__Problem statement__. Everything from the line with "[[143, 247], [81, 250], [133, 284]]" through the final line of the listing below must be retyped exactly, apart from the pictures.

__Given records__.

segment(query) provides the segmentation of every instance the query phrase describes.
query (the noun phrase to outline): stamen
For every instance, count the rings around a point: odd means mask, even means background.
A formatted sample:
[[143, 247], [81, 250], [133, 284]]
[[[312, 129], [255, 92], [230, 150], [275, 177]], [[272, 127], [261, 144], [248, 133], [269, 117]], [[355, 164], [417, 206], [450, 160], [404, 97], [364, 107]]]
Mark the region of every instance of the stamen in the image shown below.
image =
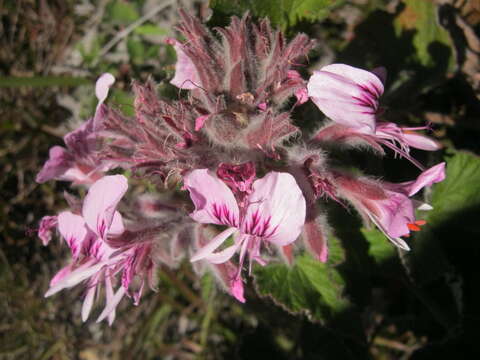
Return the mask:
[[415, 225], [419, 225], [419, 226], [425, 225], [426, 223], [427, 223], [426, 220], [417, 220], [417, 221], [415, 221]]
[[415, 224], [412, 224], [412, 223], [409, 223], [407, 224], [407, 227], [411, 230], [411, 231], [420, 231], [420, 227], [415, 225]]
[[383, 139], [378, 139], [377, 141], [385, 145], [386, 147], [390, 148], [395, 153], [398, 153], [399, 155], [403, 156], [405, 159], [410, 161], [413, 165], [418, 167], [420, 170], [425, 171], [425, 167], [422, 164], [420, 164], [417, 160], [415, 160], [413, 157], [411, 157], [410, 154], [406, 153], [405, 151], [401, 150], [400, 148], [396, 147], [395, 145]]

__Output for this task__.
[[143, 247], [81, 250], [133, 284]]
[[[312, 129], [255, 92], [230, 150], [275, 177]], [[272, 127], [261, 144], [248, 133], [269, 117]], [[355, 164], [417, 206], [450, 160], [404, 97], [364, 107]]]
Mark the region of every instance of the stamen in the image shown below.
image =
Return the mask:
[[415, 225], [419, 225], [419, 226], [425, 225], [426, 223], [427, 223], [426, 220], [417, 220], [417, 221], [415, 221]]
[[415, 224], [412, 224], [412, 223], [409, 223], [407, 224], [407, 227], [411, 230], [411, 231], [420, 231], [420, 227], [415, 225]]
[[383, 139], [378, 139], [377, 141], [385, 145], [386, 147], [390, 148], [395, 153], [398, 153], [399, 155], [403, 156], [405, 159], [410, 161], [413, 165], [418, 167], [420, 170], [425, 171], [425, 167], [422, 164], [420, 164], [417, 160], [415, 160], [413, 157], [411, 157], [410, 154], [406, 153], [405, 151], [401, 150], [400, 148], [396, 147], [395, 145]]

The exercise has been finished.